▶ THE DATA
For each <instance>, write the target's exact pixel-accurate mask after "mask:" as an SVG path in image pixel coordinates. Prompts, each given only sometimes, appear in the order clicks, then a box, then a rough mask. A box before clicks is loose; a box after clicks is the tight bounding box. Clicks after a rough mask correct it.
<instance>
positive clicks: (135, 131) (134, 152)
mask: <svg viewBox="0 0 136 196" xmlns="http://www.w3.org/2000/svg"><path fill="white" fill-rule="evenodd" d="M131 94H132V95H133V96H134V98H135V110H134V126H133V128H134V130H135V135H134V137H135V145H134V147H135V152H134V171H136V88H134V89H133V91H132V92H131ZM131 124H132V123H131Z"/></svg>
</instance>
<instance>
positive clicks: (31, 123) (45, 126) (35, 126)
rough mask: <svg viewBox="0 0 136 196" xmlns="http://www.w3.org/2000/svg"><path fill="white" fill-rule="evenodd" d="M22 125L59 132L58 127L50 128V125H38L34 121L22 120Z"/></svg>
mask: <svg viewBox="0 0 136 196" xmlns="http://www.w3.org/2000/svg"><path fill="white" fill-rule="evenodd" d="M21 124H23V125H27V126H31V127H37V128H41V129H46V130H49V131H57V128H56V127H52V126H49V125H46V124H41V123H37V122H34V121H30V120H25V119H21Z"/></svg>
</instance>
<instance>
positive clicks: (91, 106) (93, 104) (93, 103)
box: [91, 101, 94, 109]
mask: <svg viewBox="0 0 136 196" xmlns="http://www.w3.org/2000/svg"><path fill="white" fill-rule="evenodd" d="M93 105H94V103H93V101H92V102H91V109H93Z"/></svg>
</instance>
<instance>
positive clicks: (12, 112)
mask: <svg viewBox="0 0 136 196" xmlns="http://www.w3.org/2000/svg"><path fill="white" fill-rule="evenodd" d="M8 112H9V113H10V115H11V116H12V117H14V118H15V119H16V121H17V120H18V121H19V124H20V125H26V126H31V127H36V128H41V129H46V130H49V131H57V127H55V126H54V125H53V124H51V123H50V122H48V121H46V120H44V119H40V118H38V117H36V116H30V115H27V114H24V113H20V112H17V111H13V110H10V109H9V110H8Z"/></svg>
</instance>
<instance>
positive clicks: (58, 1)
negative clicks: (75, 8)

▶ REQUEST
The answer must be an exact copy of every entry.

▶ EXPECTED OUTPUT
For each <instance>, write the target's exact pixel-accurate mask after "mask:" as an SVG path in image pixel coordinates. Prompts, each given only sometimes, appear in the order clicks, then a box, then a rough mask. A box before clicks is loose; a box after clicks is the tight bounding box. Clicks after a rough mask correct it.
<instance>
positive clicks: (135, 131) (134, 152)
mask: <svg viewBox="0 0 136 196" xmlns="http://www.w3.org/2000/svg"><path fill="white" fill-rule="evenodd" d="M131 94H132V95H133V96H134V98H135V110H134V126H133V128H134V130H135V135H134V137H135V145H134V147H135V152H134V171H136V88H134V89H133V91H132V92H131ZM131 124H132V123H131Z"/></svg>
</instance>
<instance>
positive clicks: (31, 123) (45, 126) (35, 126)
rough mask: <svg viewBox="0 0 136 196" xmlns="http://www.w3.org/2000/svg"><path fill="white" fill-rule="evenodd" d="M22 125L59 132L58 127L50 128V125H38L34 121L22 120Z"/></svg>
mask: <svg viewBox="0 0 136 196" xmlns="http://www.w3.org/2000/svg"><path fill="white" fill-rule="evenodd" d="M21 124H23V125H27V126H31V127H37V128H41V129H46V130H49V131H57V128H56V127H52V126H49V125H46V124H41V123H37V122H34V121H30V120H25V119H21Z"/></svg>
</instance>
<instance>
positive clicks: (91, 106) (93, 104) (93, 103)
box: [91, 101, 94, 109]
mask: <svg viewBox="0 0 136 196" xmlns="http://www.w3.org/2000/svg"><path fill="white" fill-rule="evenodd" d="M93 105H94V103H93V101H92V102H91V109H93Z"/></svg>
</instance>
<instance>
positive clicks: (12, 112)
mask: <svg viewBox="0 0 136 196" xmlns="http://www.w3.org/2000/svg"><path fill="white" fill-rule="evenodd" d="M8 112H9V113H10V115H11V116H12V117H14V118H15V119H16V121H17V120H18V121H19V124H20V125H26V126H31V127H36V128H41V129H46V130H49V131H57V127H55V126H54V125H53V124H51V123H50V122H48V121H46V120H44V119H40V118H38V117H36V116H30V115H27V114H24V113H20V112H17V111H13V110H10V109H9V110H8Z"/></svg>
</instance>
<instance>
positive clicks: (58, 1)
negative clicks: (75, 8)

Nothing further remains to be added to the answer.